[Location labeling records]
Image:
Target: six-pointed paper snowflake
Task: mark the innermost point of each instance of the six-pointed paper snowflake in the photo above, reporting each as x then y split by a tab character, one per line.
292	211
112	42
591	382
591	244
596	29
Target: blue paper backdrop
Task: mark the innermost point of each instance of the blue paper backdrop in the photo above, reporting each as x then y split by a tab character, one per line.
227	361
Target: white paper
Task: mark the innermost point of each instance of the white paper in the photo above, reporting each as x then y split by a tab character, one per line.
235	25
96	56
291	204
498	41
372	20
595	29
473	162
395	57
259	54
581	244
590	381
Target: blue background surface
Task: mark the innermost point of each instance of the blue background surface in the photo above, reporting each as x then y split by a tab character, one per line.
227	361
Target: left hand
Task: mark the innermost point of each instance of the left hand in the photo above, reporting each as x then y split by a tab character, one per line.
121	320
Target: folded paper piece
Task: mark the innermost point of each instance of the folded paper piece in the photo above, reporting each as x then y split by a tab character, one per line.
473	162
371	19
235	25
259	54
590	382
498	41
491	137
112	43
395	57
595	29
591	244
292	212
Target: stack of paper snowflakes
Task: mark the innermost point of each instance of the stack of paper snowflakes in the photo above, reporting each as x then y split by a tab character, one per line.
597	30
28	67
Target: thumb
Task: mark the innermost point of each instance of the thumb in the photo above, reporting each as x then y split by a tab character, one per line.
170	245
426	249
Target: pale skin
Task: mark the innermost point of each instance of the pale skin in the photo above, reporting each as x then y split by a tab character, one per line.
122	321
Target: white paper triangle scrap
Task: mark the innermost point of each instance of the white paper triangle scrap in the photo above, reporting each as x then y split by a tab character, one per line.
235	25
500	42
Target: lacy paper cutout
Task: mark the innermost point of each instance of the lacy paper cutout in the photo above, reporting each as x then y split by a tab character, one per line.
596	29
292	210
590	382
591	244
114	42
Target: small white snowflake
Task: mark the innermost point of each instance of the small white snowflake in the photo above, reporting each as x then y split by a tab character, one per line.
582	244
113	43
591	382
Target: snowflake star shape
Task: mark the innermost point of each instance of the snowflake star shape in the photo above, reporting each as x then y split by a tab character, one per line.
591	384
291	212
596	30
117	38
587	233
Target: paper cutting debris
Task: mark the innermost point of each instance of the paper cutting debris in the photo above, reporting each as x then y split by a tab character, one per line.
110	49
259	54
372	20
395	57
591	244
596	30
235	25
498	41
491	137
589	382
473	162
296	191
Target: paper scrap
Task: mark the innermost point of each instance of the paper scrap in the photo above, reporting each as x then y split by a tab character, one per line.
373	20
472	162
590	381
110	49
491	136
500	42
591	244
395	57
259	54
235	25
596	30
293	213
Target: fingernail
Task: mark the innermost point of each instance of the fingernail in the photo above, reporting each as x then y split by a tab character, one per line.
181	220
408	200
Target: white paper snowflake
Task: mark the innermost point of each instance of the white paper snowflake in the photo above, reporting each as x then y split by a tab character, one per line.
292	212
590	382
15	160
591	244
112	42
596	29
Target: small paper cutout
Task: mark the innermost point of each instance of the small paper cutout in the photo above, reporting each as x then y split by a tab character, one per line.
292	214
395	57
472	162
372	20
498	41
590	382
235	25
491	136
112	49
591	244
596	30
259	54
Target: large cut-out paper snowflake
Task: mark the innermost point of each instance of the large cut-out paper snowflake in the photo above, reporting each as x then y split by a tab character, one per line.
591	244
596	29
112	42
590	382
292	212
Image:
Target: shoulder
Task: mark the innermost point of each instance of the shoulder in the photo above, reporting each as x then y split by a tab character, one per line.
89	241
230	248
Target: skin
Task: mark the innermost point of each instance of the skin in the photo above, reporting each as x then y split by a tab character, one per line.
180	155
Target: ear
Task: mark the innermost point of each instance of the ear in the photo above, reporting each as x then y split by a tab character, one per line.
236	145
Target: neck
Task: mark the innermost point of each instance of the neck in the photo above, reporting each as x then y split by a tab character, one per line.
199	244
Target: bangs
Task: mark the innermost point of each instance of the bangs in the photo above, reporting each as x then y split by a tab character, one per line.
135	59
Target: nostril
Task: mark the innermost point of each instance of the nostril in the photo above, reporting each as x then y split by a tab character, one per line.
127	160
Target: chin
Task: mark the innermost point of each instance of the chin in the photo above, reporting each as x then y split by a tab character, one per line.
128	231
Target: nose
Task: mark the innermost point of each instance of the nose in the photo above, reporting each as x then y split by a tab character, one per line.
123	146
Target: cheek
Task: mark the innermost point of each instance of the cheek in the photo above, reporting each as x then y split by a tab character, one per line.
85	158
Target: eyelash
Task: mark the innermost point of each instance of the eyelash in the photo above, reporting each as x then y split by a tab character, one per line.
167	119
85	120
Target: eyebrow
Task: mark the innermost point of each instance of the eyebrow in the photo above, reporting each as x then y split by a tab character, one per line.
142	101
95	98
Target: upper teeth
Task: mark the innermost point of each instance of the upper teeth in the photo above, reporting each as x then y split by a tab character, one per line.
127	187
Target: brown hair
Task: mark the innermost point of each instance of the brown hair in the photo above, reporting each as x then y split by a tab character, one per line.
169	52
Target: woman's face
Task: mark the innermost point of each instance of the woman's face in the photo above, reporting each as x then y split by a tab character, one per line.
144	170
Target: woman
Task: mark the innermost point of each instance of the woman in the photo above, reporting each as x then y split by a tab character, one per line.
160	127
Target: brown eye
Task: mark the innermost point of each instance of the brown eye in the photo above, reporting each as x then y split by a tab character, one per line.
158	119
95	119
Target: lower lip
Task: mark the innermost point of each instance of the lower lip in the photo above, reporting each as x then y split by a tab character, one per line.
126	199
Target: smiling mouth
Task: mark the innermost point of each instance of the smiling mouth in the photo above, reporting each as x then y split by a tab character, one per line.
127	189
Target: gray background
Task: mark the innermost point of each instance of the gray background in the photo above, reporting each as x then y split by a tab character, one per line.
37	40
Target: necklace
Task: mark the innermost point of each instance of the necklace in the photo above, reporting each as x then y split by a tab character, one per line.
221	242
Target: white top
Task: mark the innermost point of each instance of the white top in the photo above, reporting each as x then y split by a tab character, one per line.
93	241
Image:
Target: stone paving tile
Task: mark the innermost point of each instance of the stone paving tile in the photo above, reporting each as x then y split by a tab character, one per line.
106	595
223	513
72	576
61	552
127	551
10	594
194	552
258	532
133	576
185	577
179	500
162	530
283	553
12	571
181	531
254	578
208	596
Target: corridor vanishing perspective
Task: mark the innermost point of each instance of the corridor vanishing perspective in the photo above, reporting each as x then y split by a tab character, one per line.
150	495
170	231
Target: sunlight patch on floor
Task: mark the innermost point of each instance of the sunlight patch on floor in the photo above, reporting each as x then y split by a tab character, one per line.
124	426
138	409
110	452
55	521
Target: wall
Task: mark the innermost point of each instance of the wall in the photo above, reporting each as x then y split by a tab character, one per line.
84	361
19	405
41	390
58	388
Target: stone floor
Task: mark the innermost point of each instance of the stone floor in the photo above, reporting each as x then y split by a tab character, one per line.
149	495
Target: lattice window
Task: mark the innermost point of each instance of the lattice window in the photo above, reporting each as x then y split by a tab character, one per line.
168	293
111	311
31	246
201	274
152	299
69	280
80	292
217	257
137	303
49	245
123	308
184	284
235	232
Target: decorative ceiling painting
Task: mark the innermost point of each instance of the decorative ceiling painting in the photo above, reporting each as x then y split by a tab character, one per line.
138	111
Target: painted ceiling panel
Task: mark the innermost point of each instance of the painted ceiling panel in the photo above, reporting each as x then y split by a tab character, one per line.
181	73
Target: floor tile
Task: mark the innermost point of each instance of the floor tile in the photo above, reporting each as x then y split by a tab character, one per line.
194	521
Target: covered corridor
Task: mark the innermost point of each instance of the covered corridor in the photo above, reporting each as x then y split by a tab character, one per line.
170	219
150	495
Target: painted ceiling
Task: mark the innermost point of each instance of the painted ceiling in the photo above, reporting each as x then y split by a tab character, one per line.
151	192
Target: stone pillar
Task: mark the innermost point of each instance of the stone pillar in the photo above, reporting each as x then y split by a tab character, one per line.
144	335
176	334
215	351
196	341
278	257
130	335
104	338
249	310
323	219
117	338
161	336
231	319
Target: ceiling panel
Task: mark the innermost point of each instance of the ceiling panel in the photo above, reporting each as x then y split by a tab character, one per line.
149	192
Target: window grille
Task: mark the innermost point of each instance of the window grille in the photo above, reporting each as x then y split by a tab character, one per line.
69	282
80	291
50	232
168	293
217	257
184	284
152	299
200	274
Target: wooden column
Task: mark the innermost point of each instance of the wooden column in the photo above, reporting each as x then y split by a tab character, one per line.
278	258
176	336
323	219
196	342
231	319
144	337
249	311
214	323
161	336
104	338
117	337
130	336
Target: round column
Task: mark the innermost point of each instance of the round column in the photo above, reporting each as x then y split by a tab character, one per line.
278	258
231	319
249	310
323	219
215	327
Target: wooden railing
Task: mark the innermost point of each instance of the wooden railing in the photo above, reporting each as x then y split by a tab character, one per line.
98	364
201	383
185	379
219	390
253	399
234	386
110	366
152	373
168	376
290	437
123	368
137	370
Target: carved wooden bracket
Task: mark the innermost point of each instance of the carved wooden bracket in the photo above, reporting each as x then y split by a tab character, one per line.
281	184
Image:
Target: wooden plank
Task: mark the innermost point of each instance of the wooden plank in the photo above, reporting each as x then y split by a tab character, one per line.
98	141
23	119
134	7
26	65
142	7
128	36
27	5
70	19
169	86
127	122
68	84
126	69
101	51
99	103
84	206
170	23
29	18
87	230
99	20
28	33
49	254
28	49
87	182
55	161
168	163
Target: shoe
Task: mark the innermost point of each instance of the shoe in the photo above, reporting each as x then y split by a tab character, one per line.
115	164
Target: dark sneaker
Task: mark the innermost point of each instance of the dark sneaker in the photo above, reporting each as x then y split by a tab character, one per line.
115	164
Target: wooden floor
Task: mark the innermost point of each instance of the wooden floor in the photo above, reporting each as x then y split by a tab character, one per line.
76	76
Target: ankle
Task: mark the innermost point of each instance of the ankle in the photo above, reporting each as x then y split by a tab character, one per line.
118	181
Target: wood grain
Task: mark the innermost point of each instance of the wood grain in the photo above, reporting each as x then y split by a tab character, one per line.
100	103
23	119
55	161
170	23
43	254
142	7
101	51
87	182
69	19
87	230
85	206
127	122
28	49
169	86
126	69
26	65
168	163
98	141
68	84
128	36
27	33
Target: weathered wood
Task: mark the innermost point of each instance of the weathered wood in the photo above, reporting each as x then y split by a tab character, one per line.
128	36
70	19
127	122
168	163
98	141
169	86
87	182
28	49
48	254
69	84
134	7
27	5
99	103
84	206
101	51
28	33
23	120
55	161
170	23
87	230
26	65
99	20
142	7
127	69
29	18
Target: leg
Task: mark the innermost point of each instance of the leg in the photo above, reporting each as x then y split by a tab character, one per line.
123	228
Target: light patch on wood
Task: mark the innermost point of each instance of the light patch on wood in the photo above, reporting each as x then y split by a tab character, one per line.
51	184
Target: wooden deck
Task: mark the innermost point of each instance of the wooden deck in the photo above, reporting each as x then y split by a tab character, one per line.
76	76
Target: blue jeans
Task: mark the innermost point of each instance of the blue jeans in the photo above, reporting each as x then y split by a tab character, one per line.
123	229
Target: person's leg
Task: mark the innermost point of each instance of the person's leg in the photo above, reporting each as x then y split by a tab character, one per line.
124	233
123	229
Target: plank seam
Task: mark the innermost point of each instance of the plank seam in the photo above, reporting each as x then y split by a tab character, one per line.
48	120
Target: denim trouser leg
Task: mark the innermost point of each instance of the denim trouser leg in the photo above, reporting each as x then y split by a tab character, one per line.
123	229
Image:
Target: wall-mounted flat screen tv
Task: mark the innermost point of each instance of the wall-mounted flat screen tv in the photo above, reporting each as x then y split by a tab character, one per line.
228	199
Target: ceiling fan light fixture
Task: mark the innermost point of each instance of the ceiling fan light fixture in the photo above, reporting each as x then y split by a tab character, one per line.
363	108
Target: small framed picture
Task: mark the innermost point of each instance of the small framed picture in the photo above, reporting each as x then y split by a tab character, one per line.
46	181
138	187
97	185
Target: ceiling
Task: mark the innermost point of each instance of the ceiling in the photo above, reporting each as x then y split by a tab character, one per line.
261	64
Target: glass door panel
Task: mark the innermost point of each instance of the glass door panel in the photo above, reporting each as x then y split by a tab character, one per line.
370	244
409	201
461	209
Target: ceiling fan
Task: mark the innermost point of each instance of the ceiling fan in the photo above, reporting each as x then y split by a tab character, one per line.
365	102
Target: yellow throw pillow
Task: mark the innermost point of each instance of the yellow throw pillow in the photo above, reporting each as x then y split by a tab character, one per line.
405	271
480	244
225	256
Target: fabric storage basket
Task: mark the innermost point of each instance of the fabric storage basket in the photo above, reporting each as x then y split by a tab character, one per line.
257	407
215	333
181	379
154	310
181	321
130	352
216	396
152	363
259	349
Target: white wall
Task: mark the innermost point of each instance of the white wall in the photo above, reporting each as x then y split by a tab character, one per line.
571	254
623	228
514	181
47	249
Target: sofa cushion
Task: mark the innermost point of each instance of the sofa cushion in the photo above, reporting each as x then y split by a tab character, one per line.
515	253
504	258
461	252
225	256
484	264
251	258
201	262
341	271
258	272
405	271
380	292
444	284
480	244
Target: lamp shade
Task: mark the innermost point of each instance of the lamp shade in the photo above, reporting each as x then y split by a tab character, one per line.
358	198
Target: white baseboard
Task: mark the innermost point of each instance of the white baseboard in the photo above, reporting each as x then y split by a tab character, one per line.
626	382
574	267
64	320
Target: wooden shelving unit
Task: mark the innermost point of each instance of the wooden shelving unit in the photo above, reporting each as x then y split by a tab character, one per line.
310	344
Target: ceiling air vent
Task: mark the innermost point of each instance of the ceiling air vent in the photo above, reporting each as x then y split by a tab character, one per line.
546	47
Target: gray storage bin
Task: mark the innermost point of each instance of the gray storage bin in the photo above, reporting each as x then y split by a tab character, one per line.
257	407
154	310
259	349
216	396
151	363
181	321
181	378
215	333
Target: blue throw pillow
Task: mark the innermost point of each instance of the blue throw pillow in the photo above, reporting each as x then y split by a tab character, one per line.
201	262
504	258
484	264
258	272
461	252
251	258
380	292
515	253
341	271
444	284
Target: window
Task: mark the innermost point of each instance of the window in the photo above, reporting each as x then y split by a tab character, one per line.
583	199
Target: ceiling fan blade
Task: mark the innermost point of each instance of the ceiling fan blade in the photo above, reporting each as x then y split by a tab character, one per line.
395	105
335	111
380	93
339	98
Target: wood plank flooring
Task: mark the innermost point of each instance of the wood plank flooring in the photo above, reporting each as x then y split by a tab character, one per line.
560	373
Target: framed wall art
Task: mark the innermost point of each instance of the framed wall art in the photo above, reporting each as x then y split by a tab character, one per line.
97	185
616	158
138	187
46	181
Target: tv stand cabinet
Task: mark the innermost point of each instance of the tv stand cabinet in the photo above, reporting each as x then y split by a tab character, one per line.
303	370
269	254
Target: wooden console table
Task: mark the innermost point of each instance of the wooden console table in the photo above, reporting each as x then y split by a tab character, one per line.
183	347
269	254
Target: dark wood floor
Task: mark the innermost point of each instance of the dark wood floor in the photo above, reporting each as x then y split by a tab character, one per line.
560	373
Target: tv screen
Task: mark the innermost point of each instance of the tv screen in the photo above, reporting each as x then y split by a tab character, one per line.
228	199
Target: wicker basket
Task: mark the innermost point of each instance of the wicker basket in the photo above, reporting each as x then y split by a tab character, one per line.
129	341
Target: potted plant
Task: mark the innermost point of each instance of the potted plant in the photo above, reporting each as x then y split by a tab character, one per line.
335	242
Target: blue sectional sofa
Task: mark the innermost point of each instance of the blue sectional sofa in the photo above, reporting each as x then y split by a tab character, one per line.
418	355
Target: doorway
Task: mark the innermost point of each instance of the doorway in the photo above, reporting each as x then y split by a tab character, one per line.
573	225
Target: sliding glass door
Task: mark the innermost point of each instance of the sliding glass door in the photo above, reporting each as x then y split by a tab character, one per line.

— Work to complete —
Locate "Target: framed wall art" in the data above. Then repeat, exactly, its line and each line after it through the last, adding nothing.

— Completed exercise —
Target: framed wall art
Task: mark the innermost point of each instance of the framed wall art in the photo above, reporting each as x then y split by a tab character, one per line.
97	185
616	158
138	187
46	181
Target: tv stand cabinet
Task: mark the innermost point of each instance of the tv stand cabinet in the photo above, reporting each as x then y split by a tab character, one per line.
303	370
269	254
Target: wooden console table
Task: mark the innermost point of each instance of the wooden console table in the photo above, reporting each as x then y split by a tab character, one per line.
183	347
269	254
Target: dark wood floor
Task: mark the innermost point of each instance of the dark wood floor in the photo above, reporting each as x then y split by a tab character, one per line.
560	373
Target: tv screen
Task: mark the innermost point of each instance of the tv screen in the photo above, reporting each as x then y split by a tab character, one per line.
228	199
Target: wicker basket
Task: mark the innermost point of each instance of the wicker basket in the photo above, reporting each as x then y split by a tab character, one per line.
129	341
Target: potted plant
Task: mark the innermost point of each instance of the potted plant in the photo above, reporting each as x then y split by a tab character, one per line.
335	242
Target: blue sectional sofa
Task: mark the innermost point of each instance of the blue sectional sofa in the photo above, reporting each as x then y split by a tab character, one per line.
418	355
Target: doorway
Task: mark the innermost point of each instance of the doorway in the photo above, reporting each as x then y split by a tab character, one per line.
573	225
Target: sliding glass door
Task: mark the innermost point of each instance of the sliding glass door in the photo above, reporting each as x then y split by a tab character, one per line.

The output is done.